> Assigned task 1:
For the text on the term snookums, decide whether each of these statements agrees with it: (a) The monkey called Snookums in Mules and Mortgages was male; (b) Snookums is a diminutive of Snooks; (c) The comic strip Snookums was introduced by George McManus. Give yes or no for each, quoting the deciding words of the text.
> Assigned task 2:
Go on with the text on the term snookums, beginning right after its final sentence.

Snookums is a rather silly term of endearment; it is often used jokingly or with sarcasm. It may be used seriously, but even then it is associated with baby talk and particularly sappy sweet-talk. It also has a strong association with pampered, yappy lap-dogs1. In an attempt to be even more cutesy, it is sometimes spelled 'schnookums'.

Snookums is a long-standing diminutive of Snooks, an old-fashioned name for a generic person2; much as we use John Doe today; this person is probably named after the Old English snoc, meaning a projecting point of land;3 landmark-related-names are a common theme amongst hypothetical 17th century folk, as evidenced by John Nokes and Tom Styles.

Snookums first appeared in print/film in 1919, when the movie Mules and Mortgages featured a monkey named Snookums; the monkey was so popular that she later starred in her own series of two-reel comedies. The popularity of the name snookums was renewed again when the artist behind the comic strip Bringing Up Father, George McManus, introduced a new topper strip4 called Snookums. The strip featured a bratty young boy named snookums, who while not particularly endearing, reinforced the silliness of the name.




Footnotes:

1. The OED specifies that it is commonly used in reference to lap-dogs and children; I personally have not heard it used much to refer to children.

> Stored data:
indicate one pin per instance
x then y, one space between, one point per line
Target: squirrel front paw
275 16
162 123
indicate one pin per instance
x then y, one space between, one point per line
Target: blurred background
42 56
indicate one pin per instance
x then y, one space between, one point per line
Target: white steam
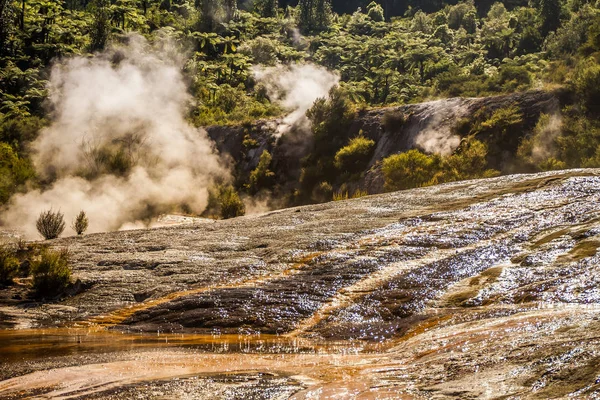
296 87
119 146
434 129
547 130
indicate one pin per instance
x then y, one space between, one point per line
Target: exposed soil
478 289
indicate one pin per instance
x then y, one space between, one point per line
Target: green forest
386 53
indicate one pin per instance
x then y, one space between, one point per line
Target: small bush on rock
80 223
51 272
50 224
9 265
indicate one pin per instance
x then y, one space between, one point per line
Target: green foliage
393 121
9 264
50 224
587 84
81 222
230 204
355 156
14 172
415 169
500 122
261 177
314 15
100 25
51 272
409 170
375 12
469 161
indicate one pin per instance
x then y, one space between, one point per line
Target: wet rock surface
478 289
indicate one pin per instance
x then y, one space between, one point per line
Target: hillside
475 289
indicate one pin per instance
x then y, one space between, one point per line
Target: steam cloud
119 146
296 87
544 143
434 133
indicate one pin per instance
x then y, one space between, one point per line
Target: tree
550 11
314 15
266 8
100 28
80 223
322 14
375 12
305 15
210 10
261 177
50 224
230 9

> Task result 1:
(a) No: "the monkey was so popular that she later starred in her own series of two-reel comedies"
(b) Yes: "Snookums is a long-standing diminutive of Snooks"
(c) Yes: "the artist behind the comic strip Bringing Up Father, George McManus, introduced a new topper strip4 called Snookums"

> Task result 2:
2. Snook was used as generic name as far back as the Domesday Book, which was completed in 1086.

3. It has been suggested that in this sense, snoc may have been used to refer to a person with a large nose. Clockmaker reports that "in Swedish, »snok« (long O, like the others) is a slangish word for »nose«. Although I can't recall it ever being used with a specific connotation of largeness, it's mostly used about large noses. »Honker« might be a good analogy."

4. A topper strip is a smaller strip that appeared above the main strip, which back in those days could take up most of the comic page. Snookums, even in this short form, still had as many panels as a modern day Sunday comic strip. It was also a tie-in to one of George McManus' earlier popular strips, The Newlyweds; Snookums was The Newlyweds' son, and was an early model for Calvin.